Given records:
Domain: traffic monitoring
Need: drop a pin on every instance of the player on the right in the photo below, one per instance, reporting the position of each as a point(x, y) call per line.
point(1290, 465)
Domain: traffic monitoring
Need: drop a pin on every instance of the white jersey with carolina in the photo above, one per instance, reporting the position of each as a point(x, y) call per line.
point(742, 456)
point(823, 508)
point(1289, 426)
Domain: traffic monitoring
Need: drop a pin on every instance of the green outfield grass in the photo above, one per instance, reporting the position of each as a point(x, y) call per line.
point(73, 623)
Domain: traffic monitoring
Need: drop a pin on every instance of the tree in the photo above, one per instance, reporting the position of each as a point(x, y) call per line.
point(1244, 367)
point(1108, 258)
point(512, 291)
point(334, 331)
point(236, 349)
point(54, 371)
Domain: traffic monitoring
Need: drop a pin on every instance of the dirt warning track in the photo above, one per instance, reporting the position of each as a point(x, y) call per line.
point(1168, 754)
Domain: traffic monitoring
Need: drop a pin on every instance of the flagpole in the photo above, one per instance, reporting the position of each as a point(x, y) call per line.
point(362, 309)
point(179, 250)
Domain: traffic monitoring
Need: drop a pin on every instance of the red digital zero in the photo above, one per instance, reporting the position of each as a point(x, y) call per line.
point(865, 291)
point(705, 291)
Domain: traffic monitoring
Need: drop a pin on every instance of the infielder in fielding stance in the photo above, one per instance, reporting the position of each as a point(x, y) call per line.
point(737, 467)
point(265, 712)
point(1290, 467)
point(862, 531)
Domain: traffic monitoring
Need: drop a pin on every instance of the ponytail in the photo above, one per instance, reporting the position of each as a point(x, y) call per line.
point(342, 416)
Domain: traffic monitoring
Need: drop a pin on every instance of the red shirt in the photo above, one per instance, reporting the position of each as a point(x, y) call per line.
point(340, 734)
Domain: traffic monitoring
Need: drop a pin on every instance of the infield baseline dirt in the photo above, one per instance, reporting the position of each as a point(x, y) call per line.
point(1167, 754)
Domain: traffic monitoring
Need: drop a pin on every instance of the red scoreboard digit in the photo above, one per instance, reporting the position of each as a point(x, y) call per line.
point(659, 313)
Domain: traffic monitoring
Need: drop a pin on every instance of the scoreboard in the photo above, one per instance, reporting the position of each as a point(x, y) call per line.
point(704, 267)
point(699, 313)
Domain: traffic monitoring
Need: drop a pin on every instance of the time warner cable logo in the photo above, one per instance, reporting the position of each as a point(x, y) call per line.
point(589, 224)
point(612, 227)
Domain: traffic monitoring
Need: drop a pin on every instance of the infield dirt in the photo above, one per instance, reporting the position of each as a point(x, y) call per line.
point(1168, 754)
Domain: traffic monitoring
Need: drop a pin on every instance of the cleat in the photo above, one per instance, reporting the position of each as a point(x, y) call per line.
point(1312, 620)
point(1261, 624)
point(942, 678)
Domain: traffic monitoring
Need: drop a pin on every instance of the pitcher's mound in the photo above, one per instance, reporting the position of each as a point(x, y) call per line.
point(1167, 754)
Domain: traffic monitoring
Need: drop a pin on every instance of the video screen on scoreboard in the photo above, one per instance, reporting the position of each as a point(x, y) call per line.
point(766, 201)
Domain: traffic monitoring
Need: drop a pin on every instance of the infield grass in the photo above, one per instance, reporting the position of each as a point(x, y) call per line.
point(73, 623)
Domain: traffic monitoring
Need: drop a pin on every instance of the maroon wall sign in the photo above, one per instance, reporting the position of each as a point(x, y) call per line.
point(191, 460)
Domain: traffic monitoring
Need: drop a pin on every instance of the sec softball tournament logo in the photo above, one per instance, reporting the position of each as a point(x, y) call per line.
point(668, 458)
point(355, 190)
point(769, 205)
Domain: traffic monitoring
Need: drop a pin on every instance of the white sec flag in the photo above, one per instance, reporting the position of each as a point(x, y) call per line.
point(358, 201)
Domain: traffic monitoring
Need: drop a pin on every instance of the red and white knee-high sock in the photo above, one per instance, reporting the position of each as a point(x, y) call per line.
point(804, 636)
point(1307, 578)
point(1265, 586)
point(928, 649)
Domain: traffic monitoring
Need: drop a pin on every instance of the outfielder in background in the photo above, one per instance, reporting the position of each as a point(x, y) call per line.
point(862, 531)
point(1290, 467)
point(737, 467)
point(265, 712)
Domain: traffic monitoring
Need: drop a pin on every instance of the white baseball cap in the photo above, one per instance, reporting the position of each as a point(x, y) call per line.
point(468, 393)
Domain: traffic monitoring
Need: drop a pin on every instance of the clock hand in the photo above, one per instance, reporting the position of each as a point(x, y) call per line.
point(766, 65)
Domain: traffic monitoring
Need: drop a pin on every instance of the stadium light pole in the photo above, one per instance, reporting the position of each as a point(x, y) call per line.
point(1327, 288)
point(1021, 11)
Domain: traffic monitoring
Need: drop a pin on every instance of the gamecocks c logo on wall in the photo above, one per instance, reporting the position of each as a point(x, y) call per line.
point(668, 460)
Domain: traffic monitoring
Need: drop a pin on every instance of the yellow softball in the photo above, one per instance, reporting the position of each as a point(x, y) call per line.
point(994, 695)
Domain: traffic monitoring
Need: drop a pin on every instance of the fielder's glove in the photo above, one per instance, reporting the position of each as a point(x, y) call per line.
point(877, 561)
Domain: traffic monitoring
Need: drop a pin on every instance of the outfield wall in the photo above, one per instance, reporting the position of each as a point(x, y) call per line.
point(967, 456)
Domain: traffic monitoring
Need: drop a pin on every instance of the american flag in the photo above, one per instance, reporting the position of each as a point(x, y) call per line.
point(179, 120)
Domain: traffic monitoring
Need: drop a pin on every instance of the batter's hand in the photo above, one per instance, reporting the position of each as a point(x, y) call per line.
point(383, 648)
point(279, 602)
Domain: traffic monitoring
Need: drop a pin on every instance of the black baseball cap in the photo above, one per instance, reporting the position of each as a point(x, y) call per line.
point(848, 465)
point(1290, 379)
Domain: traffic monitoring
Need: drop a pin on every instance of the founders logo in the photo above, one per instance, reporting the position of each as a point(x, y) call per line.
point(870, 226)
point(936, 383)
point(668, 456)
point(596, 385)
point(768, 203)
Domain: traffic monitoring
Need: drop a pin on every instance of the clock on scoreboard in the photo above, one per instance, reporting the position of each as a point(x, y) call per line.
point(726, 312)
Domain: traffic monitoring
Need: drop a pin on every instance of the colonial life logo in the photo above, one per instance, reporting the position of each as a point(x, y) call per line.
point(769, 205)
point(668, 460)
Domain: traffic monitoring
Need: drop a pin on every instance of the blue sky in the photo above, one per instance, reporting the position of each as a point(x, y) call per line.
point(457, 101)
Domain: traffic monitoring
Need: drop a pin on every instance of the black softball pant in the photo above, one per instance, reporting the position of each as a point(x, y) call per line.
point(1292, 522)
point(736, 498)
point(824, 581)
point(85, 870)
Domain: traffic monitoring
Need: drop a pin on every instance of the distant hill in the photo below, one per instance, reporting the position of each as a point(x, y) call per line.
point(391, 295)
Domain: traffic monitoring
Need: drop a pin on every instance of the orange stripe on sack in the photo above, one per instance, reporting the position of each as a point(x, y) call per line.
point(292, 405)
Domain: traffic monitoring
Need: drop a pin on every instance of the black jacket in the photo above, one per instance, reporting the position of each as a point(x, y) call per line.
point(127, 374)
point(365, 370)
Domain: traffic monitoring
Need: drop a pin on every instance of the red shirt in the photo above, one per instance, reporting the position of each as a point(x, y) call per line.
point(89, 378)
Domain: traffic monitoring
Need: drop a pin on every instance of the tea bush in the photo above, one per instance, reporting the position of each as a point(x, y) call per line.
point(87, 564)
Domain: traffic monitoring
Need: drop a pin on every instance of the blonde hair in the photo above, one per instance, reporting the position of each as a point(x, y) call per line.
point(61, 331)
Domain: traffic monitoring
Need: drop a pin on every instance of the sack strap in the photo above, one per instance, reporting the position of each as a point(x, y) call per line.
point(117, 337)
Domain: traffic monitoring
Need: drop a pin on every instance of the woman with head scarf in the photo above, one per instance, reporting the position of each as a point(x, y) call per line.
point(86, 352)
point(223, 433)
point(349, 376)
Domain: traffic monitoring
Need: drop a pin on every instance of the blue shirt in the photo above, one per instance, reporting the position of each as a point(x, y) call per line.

Task goal: Find each line in the records above that contains the word "hand" and copy those lines in full. Case counts.

Output for this exercise:
Need: drop a pin on every instance of the clock hand in the photo above, one per instance, reporting the position of each as a point(x, y) call per line.
Need: drop a pin on every instance of the batter's hand in the photo above, one per instance, reporting the position of each as a point(x, y) call per line.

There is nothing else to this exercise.